>> Start Extract to read

To: Bill Cattey <wdc@MIT.EDU>
Cc: aui@MIT.EDU, Richard Tibbetts <tibbetts@MIT.EDU>
From: Maciej Stachowiak <mjs@eazel.com>
Date: 19 Jul 2000 22:21:57 -0700
In-Reply-To: Bill Cattey's message of "Fri, 14 Jul 2000 17:34:54 -0400 (EDT)"
Message-Id: <lqya2x4bre.fsf@pythagoras.eazel.com>
Mime-Version: 1.0
Content-Type: text/plain; charset=us-ascii

Bill Cattey <wdc@MIT.EDU> writes:

> > Nontheless I think gmc is better than what Athena has now, and showing
> > that as the short-term solution and a Nautilus preview release as the
> > long-term solution should (I hope) make a nice case.
> 
> Agreed.  We will be making a judgement call on what kind of usability
> testing should be done with regards to file manager.  Perhaps a
> pre-release version of Nautilus would help.  Perhaps gmc and some
> careful interpretation of user feedback will be sufficient.

We can help someone get it compiled
 
> > Why is "looking like netscape" a flaw? (I'm not denying it is, I'm just
> > not sure why you think so).
> 
> The principle of "least surprise" operates here.  A lot of users can't
> tell you the name of the program they are running.  Some of them tell
> you the wrong one.  Two programs, Netscape, and GNOME Help have similar
> enough screen displays that the naive users will confuse them.  These
> are the people who most commonly have trouble, and who do the poorest
> job of reporting problems.  I will be called on the carpet if the MIT
> Help desk has to field lots of calls from people complaining that
> Netscape is broken because the keyboard accelarators are missing. (GNOME
> Help has Netscape-like buttons but few if any accelerators), or that
> tables misdraw, or expected multimedia functionality fails.  Part of my
> sales pitch for the AUI project was that it would save Help Desk
> resources, not cost more.
>
> Our experience is that certain applications, particularly the help
> displayer need to be VERY OBVIOUSLY NOT similar to any other
> applications.

I see your point (although the keyboard accelerator example seems
excessive; anyone who uses the keyboard accelerators should be able to
read the title bar). 

> Our current plan here is to ignore the GNOME help browser, and start up
> Netscape pointing it at the GNOME help html pages.  The problem with
> doing this is that Netscape takes a lot longer to start up, and that
> matters too.  It would have been a lot better if something that would
> not confuse naive users had been deployed initially.

Unfortunately that won't work for the next generation help browser,
because we plan to not install HTML, but rather render docbook on the
fly. However, Nautilus (the help system will be built into it) looks
pretty clearly different from Netscape.

>> End Extract to read

#### What to do
Copy the passage of the email starting at "I see your point" and ending at "the title bar).", changing "title bar" to "window title". The items are not needed for this work.

>> Start Dataset excerpts

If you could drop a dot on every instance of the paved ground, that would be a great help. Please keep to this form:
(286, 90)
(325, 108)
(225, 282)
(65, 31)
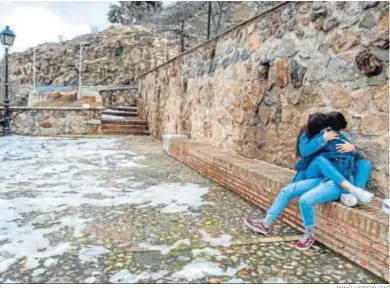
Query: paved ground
(119, 210)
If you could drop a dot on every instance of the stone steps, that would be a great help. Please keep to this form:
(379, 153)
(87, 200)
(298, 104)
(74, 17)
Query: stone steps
(120, 113)
(135, 121)
(131, 109)
(125, 127)
(125, 132)
(123, 121)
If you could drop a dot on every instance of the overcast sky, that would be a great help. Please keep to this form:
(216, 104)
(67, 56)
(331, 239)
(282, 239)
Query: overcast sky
(38, 22)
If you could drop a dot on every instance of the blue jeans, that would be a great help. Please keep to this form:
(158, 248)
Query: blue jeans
(316, 191)
(322, 167)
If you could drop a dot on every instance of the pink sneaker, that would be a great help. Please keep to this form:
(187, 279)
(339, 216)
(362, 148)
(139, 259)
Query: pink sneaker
(256, 226)
(305, 242)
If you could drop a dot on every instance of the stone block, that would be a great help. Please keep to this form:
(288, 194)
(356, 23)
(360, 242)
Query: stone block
(167, 140)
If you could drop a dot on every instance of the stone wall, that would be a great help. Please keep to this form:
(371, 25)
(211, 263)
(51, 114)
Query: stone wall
(45, 121)
(40, 98)
(250, 89)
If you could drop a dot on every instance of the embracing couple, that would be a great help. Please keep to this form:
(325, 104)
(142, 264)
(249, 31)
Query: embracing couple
(329, 168)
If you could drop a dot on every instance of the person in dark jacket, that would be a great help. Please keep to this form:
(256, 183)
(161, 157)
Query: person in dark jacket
(313, 138)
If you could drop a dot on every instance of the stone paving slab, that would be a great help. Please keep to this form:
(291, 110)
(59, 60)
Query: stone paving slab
(118, 210)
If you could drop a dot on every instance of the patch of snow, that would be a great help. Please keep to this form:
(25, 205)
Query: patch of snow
(87, 254)
(206, 251)
(32, 263)
(164, 249)
(37, 272)
(50, 262)
(40, 170)
(139, 158)
(223, 240)
(124, 276)
(90, 280)
(234, 281)
(136, 184)
(198, 269)
(274, 280)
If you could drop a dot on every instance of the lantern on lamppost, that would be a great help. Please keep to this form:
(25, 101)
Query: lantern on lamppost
(7, 38)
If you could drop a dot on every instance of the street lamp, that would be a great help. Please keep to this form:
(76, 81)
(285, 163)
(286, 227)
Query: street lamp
(7, 38)
(81, 45)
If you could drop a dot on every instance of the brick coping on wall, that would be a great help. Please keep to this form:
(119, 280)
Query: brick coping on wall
(13, 108)
(272, 8)
(359, 234)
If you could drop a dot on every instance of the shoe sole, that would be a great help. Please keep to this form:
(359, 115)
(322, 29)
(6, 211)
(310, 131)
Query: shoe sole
(345, 202)
(255, 229)
(306, 248)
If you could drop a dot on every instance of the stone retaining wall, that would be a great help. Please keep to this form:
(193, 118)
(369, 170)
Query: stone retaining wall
(250, 89)
(52, 121)
(359, 234)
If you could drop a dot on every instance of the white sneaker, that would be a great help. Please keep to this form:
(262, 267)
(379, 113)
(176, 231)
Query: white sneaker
(348, 200)
(363, 196)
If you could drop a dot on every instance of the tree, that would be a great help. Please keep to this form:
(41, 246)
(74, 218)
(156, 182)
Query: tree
(94, 29)
(182, 19)
(128, 12)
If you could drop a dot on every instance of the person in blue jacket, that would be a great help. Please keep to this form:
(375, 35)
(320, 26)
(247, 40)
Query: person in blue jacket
(330, 154)
(313, 143)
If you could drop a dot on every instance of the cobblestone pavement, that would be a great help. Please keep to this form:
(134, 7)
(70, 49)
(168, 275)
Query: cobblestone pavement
(103, 210)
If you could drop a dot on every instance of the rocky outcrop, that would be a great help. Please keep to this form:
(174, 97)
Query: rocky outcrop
(269, 74)
(115, 56)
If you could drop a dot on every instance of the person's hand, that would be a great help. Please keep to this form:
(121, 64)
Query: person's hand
(346, 147)
(330, 135)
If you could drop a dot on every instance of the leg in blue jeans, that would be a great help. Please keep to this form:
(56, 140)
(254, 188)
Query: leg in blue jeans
(292, 190)
(363, 173)
(325, 192)
(322, 167)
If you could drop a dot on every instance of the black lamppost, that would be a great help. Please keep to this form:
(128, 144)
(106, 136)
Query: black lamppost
(7, 38)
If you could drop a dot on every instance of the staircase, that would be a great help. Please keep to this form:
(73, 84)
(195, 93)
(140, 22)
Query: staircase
(123, 120)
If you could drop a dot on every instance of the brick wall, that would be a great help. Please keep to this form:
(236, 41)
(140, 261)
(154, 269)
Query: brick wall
(360, 234)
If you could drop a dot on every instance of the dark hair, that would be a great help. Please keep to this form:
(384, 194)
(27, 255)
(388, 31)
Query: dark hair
(314, 125)
(336, 120)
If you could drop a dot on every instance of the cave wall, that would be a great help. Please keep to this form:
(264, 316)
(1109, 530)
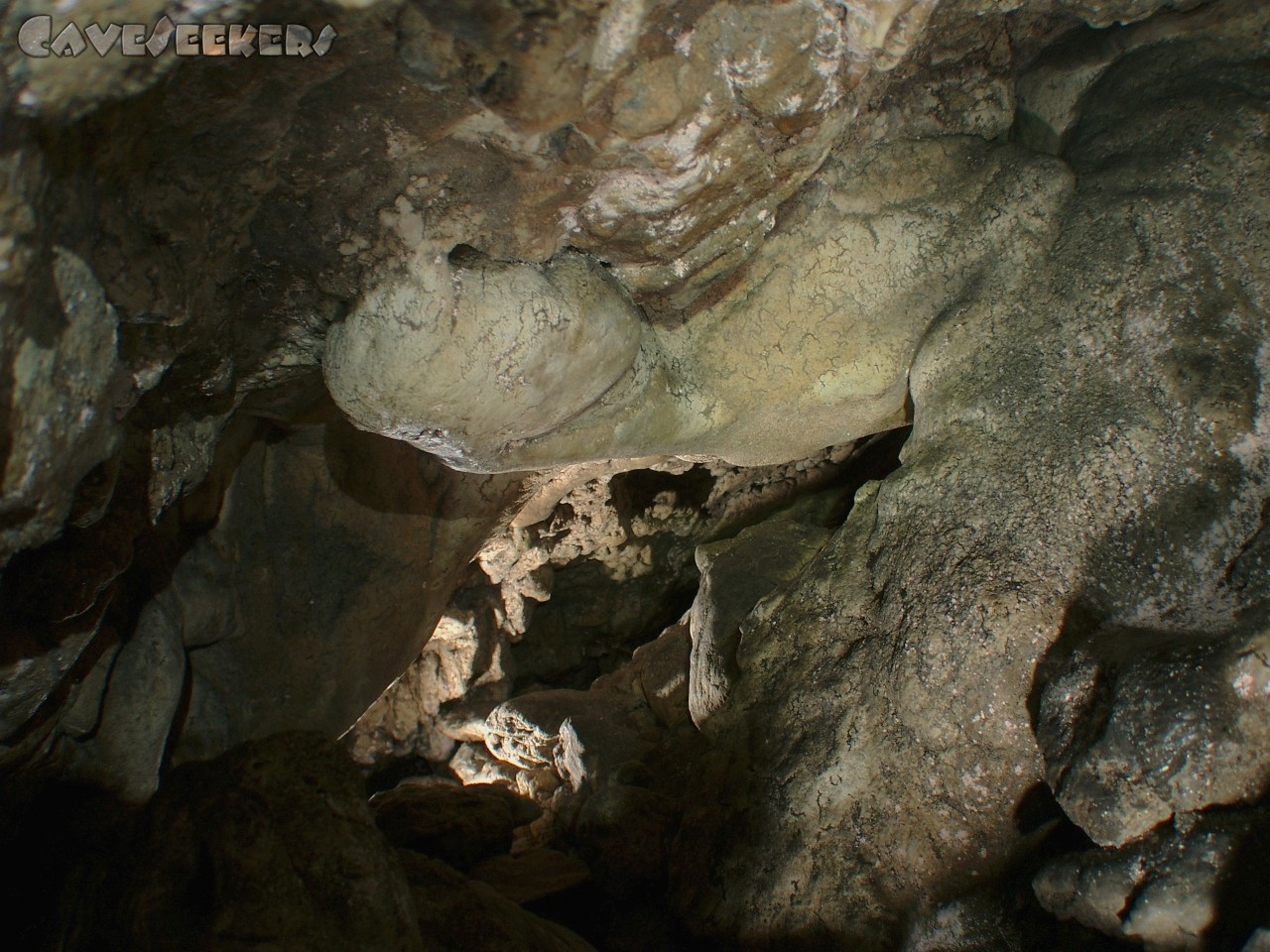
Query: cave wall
(287, 343)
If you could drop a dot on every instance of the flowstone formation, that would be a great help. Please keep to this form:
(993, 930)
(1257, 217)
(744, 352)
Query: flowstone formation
(801, 471)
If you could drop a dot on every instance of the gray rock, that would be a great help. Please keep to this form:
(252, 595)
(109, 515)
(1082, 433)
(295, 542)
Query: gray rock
(1169, 890)
(1141, 725)
(581, 735)
(461, 825)
(1087, 434)
(735, 576)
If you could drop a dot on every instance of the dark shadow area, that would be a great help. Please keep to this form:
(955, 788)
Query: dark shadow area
(1242, 889)
(63, 844)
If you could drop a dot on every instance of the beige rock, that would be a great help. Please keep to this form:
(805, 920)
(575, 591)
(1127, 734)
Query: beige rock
(1070, 451)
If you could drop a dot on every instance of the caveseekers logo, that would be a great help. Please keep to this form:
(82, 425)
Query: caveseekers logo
(37, 39)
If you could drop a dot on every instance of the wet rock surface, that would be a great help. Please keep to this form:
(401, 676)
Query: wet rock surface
(535, 356)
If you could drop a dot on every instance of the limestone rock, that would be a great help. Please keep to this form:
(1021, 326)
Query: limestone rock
(64, 390)
(581, 735)
(273, 617)
(1139, 725)
(444, 697)
(1192, 887)
(712, 386)
(735, 576)
(662, 670)
(1067, 453)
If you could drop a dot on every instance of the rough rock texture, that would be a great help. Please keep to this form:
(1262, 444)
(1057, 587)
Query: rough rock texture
(1191, 887)
(620, 245)
(1072, 452)
(1165, 722)
(738, 575)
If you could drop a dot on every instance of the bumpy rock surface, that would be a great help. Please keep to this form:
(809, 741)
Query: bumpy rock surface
(1071, 452)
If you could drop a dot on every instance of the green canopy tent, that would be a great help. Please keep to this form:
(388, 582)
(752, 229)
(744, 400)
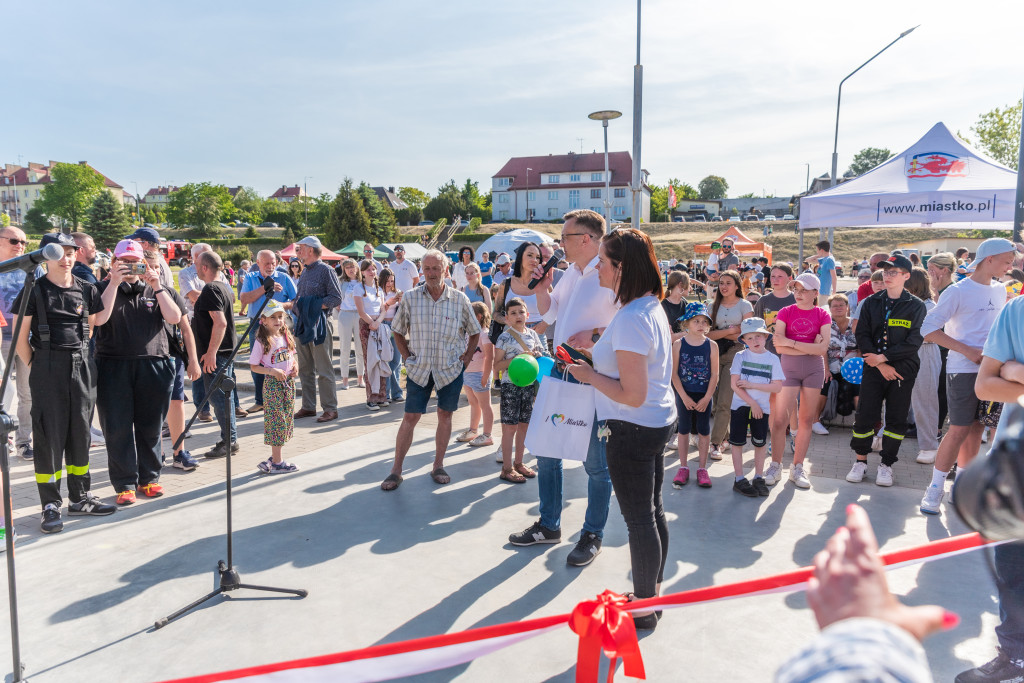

>> End Dataset excerpts

#### Result below
I see your point (although the keyboard accelerator example seems
excessive; anyone who uses the keyboard accelerators should be able to
read the window title).